Items stored from a collection »
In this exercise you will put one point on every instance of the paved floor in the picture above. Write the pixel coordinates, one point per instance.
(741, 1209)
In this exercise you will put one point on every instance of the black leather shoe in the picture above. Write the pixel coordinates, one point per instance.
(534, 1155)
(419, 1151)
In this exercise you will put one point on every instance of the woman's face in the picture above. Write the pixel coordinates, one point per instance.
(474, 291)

==

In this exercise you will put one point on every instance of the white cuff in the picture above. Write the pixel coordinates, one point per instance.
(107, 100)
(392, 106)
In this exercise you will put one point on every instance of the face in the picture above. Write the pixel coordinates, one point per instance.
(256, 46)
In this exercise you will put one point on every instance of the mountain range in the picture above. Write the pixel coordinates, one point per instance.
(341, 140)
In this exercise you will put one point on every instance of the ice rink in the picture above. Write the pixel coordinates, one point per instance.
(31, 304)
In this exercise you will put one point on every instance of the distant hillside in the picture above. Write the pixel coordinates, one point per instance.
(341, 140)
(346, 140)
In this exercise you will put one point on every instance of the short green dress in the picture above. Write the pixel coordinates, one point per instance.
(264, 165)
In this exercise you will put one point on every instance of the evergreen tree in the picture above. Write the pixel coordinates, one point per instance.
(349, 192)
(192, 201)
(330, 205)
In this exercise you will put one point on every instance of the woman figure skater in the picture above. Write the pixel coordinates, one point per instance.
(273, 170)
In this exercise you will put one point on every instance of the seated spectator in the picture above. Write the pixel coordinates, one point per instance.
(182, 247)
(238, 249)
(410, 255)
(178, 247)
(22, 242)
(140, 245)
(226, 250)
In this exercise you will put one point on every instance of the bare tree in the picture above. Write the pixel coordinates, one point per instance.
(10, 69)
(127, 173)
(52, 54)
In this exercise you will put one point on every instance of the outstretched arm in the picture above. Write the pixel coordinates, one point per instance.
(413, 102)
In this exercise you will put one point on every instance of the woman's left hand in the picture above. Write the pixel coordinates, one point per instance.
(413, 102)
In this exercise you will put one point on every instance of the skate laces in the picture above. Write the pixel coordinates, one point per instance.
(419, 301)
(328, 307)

INSTRUCTION » Please rescale everything from the line containing "of the paved" down to the line containing "(419, 1151)", both included, by repeating those items in full with their requests and multiplying each coordinate in the answers by 1.2, rounded to whole numbers with halves going up.

THE RESULT »
In this exercise you will put one point on every instance of the paved floor in the picture above. Write the pixel coordinates, one point per instance.
(889, 1451)
In this exercise you will put one point on every instance of the black leather shoe in the picture above. Write the pixel coordinates, one point per instance.
(641, 1386)
(503, 1381)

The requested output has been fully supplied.